Items from a labeling collection

+ + +

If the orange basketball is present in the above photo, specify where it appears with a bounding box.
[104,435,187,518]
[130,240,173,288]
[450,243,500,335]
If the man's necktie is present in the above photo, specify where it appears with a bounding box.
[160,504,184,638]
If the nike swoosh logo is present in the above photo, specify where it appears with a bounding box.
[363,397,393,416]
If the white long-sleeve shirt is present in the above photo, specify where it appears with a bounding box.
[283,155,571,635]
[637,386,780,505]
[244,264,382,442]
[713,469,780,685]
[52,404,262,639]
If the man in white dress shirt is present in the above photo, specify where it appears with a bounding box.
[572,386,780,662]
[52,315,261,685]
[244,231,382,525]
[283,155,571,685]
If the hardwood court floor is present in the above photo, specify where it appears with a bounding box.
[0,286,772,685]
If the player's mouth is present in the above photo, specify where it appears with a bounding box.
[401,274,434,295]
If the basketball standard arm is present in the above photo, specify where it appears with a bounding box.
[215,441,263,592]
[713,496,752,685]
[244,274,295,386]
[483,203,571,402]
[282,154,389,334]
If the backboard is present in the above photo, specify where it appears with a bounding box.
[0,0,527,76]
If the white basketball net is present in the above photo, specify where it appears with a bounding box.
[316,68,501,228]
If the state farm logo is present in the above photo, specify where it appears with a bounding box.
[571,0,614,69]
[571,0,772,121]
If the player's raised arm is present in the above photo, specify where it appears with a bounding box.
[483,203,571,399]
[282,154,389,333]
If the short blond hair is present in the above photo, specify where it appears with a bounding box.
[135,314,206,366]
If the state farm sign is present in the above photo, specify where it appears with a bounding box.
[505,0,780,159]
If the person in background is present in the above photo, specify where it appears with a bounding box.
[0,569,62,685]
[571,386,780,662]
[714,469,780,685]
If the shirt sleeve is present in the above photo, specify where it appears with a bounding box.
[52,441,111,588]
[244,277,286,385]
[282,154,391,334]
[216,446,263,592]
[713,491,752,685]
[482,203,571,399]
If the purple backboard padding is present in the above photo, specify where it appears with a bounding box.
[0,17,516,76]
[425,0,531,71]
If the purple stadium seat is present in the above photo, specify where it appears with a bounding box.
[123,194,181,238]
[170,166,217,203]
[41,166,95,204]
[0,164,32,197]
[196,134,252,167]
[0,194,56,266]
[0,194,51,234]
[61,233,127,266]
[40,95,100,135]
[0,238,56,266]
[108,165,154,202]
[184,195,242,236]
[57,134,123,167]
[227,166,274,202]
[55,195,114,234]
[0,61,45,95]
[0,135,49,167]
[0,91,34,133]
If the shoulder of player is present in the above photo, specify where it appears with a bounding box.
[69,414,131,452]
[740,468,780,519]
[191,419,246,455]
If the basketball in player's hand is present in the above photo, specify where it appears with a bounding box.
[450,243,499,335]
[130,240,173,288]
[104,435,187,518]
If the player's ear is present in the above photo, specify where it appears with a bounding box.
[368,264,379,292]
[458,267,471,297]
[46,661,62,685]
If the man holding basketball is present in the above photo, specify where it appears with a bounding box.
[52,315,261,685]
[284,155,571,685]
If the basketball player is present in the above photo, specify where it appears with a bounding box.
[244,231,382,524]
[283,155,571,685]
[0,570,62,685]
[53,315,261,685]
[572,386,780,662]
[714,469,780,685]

+ + +

Locate each line in the data above that contains the string "backboard", and copy those lines in full. Matches are case-sensitive.

• _EXERCISE RESULT_:
If the backboard is present in the above photo, specify where it appears with a bounding box.
If the purple backboard padding is present in the above photo, specify where it appears with a bounding box.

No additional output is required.